**Explore the material:**
a - Please rewrite the paragraph beginning "The compounding effect" from the JE Dunn visibility page as a short list that keeps its main facts.
b - According to the JE Dunn visibility page, in what share of all responses does Turner Construction appear unprompted?

**Reading passage:**
———
The Data

The Visibility Deficit

What 700 AI-generated buying responses reveal about how the market actually perceives JE Dunn.

Key Metrics

Three numbers that define the gap

Across 700 simulated buying responses, three patterns emerge with devastating consistency.

0% Confidentiality Friction

314 of 700 responses contain language like "due to the confidential nature of semiconductor projects" or "specific client details are not publicly available." This is the AI's way of saying: I can't verify JE Dunn's claims because there's nothing for me to cite.

0% Hedging Language

More than a third of responses use phrases like "JE Dunn may have experience" or "it is possible that JE Dunn has worked on." The AI is uncertain — not because JE Dunn lacks the experience, but because the evidence isn't structured in a way LLMs can confirm.

0% First-Party Source Dependence

838 of 2,319 analyzed citations point back to jedunn.com. When over a third of all source evidence comes from JE Dunn itself, the AI treats the information as less authoritative — the digital equivalent of "source: trust me."

The compounding effect: These three metrics aren't independent — they reinforce each other. Low third-party citation drives high confidentiality friction, which drives hedging language, which drives lower recommendation confidence. It's a feedback loop that systematically suppresses JE Dunn's visibility.
Competitor Visibility

Turner's shadow across the committee

Turner Construction appears unprompted in 25.7% of all responses — but the distribution across stakeholders reveals where the threat is most acute.

Priya Patel (Procurement)
42%
Diane Torres (Capital Projects)
36%
Kevin Park (SVP Operations)
34%
Sandra Cho (CFO)
23%
Marcus Williams (VP Engineering)
23%
Bob Reynolds (Owner's Rep)
17%
James Okafor (Risk / GC)
5%
The procurement bottleneck: Priya Patel (Procurement) encounters Turner in 42% of her AI responses. She's the stakeholder building the initial shortlist and comparative matrices. If Turner dominates her research, Turner starts the process as the benchmark — and JE Dunn starts on defense.
———
**Data shown:**
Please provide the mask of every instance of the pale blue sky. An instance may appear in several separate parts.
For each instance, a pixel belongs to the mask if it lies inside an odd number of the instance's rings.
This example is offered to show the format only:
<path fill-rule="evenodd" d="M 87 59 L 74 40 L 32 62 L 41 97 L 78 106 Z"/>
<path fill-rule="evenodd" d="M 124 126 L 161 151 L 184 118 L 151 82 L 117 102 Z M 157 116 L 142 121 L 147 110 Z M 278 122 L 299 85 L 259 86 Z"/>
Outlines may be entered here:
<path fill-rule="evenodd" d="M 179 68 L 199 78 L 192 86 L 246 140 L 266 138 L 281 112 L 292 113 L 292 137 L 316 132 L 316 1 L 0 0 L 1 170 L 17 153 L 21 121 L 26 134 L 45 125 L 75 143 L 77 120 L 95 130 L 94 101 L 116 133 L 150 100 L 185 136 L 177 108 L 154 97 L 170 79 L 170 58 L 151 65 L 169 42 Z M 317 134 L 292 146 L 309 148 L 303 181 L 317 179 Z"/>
———
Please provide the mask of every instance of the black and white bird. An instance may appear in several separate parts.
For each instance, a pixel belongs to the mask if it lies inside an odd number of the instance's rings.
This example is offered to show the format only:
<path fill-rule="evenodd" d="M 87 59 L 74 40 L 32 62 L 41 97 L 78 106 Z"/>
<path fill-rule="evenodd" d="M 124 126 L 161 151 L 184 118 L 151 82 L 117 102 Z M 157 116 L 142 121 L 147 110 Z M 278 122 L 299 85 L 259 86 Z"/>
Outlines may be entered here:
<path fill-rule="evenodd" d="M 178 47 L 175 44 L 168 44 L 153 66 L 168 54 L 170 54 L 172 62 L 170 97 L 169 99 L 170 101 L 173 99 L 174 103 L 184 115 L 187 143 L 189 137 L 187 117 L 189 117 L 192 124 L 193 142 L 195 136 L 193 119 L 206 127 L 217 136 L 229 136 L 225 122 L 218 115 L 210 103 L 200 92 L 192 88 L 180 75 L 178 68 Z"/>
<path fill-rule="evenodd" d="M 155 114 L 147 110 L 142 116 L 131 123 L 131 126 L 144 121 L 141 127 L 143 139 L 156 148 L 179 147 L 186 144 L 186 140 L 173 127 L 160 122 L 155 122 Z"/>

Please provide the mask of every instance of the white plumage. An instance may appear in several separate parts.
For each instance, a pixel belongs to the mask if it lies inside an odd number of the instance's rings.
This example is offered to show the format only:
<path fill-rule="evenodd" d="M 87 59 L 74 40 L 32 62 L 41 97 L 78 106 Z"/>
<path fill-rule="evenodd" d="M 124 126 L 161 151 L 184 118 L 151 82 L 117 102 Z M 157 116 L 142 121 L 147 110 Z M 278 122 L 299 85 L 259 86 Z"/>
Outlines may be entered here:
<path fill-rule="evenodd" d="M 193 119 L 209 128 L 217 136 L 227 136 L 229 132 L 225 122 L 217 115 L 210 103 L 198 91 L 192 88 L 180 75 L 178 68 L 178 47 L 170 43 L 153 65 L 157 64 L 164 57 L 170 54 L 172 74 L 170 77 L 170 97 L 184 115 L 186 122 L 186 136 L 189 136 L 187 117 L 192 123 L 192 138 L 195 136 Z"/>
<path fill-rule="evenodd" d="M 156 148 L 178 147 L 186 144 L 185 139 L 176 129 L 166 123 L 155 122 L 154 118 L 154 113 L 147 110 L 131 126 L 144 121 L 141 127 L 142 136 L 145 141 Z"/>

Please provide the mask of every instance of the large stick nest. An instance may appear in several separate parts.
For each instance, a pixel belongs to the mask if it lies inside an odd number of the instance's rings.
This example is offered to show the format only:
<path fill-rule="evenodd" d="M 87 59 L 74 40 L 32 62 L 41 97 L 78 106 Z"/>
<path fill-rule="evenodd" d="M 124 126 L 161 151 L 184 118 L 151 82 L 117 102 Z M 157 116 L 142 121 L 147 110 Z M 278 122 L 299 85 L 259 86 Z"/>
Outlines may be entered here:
———
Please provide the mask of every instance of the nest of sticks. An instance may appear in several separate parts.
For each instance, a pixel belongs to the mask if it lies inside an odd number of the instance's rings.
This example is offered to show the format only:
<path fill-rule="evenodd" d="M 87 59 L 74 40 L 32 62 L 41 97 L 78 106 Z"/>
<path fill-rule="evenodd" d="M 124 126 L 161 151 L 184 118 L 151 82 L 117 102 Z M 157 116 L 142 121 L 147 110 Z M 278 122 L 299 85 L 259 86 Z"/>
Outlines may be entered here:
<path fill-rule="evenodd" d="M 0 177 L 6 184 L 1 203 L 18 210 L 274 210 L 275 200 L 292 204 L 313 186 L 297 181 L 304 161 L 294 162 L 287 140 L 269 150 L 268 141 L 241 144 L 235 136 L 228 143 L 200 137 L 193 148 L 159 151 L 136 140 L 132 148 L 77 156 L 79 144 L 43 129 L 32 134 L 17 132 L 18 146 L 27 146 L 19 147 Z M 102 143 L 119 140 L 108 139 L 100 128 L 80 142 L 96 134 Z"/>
———
**Expected responses:**
a -
- The three metrics are not independent. They reinforce each other.
- Low third-party citation drives high confidentiality friction.
- Confidentiality friction drives hedging language.
- Hedging language drives lower recommendation confidence.
- Together they form a feedback loop that systematically suppresses JE Dunn's visibility.

b - Turner Construction appears unprompted in 25.7% of all responses.